------ Entries supplied

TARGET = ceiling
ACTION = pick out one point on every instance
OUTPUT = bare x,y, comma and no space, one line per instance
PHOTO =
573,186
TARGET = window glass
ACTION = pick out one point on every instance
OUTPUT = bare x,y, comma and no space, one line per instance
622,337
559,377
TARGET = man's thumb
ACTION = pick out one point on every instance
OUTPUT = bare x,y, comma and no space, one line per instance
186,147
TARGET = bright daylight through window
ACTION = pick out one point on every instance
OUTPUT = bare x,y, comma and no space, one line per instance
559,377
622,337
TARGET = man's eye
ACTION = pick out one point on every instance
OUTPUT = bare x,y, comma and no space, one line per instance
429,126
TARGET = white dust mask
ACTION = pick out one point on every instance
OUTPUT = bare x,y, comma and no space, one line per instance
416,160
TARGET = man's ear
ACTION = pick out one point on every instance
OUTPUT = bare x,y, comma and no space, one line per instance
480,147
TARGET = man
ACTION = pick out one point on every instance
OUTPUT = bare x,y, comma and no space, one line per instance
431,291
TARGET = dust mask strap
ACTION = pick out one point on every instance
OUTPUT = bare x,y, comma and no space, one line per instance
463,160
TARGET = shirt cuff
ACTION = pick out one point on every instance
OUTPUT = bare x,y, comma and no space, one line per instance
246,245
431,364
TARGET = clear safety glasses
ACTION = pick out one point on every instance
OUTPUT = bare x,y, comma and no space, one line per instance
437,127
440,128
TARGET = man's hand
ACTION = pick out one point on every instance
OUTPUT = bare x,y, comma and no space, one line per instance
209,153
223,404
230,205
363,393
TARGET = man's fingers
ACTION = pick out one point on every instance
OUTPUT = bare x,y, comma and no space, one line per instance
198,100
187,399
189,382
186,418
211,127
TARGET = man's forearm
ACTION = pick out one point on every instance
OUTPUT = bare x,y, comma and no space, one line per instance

------------

Description of the task -
Among the lines above, find those that contain the word "window" and copy them.

The answer -
TARGET = window glass
TARGET = bright daylight through window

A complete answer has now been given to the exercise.